By Mark Capron
Left: 'Caruana Wins Chess 960 in St. Louis'
Right: 'Nakamura Wins World 960 Championship!!'
Since I had no idea that anyone associated with the CJA leadership had any interest in chess960, this caught me by surprise. In his introduction to the St.Louis article, editor Capron explained,
Chess 960 caught my attention a few years ago when I was able to follow along one of the tournaments held in St. Louis. Since that time I have had visions of directing an event, but COVID-19 has pushed back my plans. Maybe I will get one set up in 2023.
That is all very good news indeed and I could end this post here, but the two small articles got me thinking about chess960 reporting in general. Both articles use the same structure: an introduction, a selected game with a diagram, and the final result of the event. [NB: The eight top finishers of the World Championship (aka '2022 FWFRCC', as used below) have been cropped out of my image. The last line says, 'The final standings were:' ...]
Both diagrams have been used to identify the game's start position. This could have also been done with the relevant portion of the FEN string -- RBBNKNRQ and BRKRQNNB, respectively -- leaving the diagram to convey a more interesting position from the game. Of course, we have more powerful tools online ... or do we?

## Data to examine
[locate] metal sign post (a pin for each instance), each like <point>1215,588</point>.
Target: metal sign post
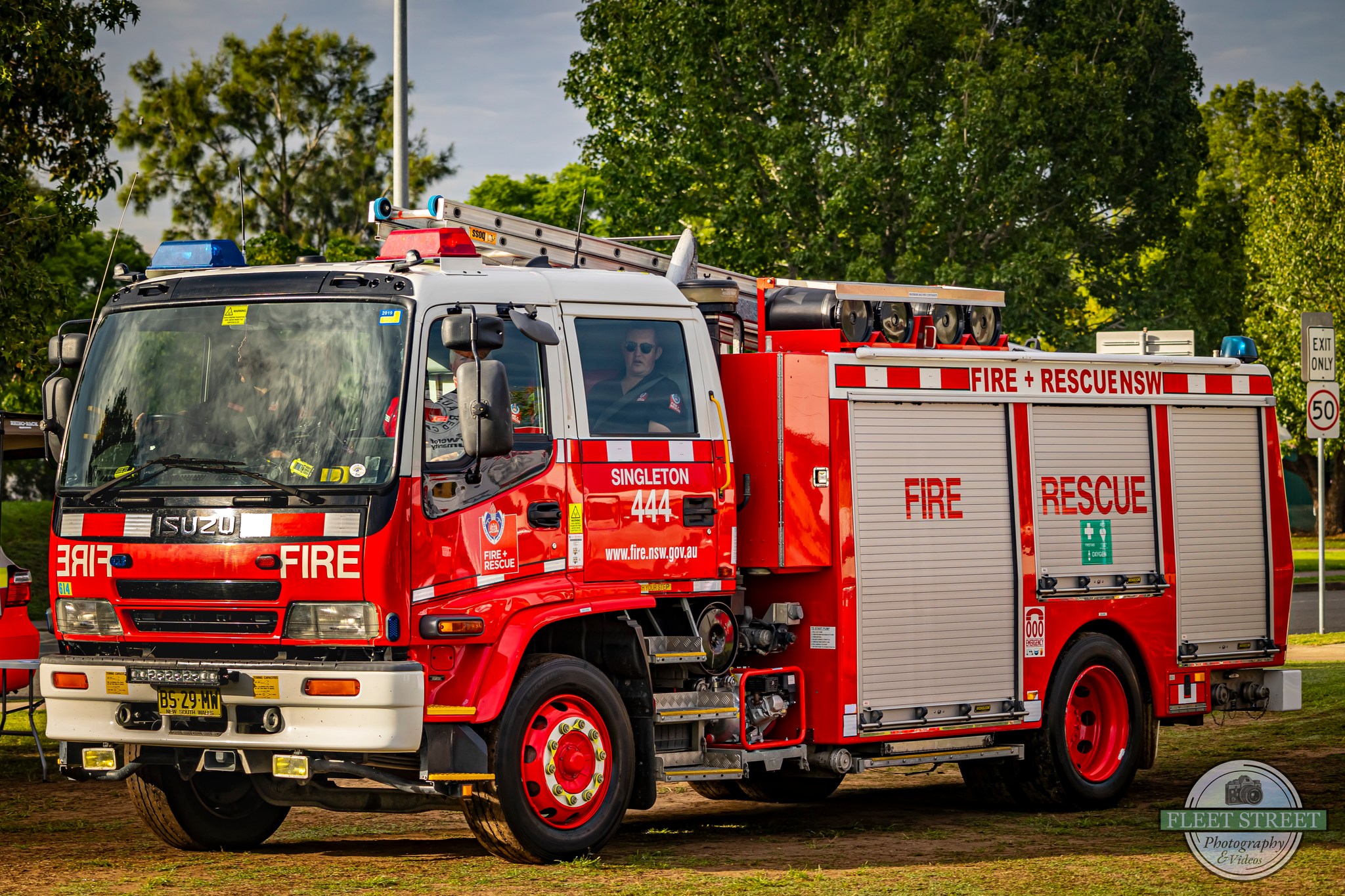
<point>1317,367</point>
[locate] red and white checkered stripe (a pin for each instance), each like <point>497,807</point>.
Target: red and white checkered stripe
<point>646,450</point>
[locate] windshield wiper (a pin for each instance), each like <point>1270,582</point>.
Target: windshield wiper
<point>198,465</point>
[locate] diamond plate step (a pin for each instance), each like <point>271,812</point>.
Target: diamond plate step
<point>690,706</point>
<point>676,649</point>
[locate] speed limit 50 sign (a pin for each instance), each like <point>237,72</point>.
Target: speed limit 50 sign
<point>1324,410</point>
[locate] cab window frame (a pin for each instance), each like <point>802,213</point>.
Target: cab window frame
<point>635,316</point>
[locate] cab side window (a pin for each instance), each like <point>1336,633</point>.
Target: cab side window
<point>636,379</point>
<point>522,360</point>
<point>445,488</point>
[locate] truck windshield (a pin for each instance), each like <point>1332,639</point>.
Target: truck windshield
<point>303,393</point>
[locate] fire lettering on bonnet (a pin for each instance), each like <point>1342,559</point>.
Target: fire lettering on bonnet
<point>320,561</point>
<point>1087,495</point>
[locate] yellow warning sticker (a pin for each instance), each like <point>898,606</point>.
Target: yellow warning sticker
<point>116,683</point>
<point>267,687</point>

## Work instructions
Transcribe the part of the chess960 text starting with "By Mark Capron" and going on through "up in 2023.".

## Output for this task
By Mark Capron
Left: 'Caruana Wins Chess 960 in St. Louis'
Right: 'Nakamura Wins World 960 Championship!!'
Since I had no idea that anyone associated with the CJA leadership had any interest in chess960, this caught me by surprise. In his introduction to the St.Louis article, editor Capron explained,
Chess 960 caught my attention a few years ago when I was able to follow along one of the tournaments held in St. Louis. Since that time I have had visions of directing an event, but COVID-19 has pushed back my plans. Maybe I will get one set up in 2023.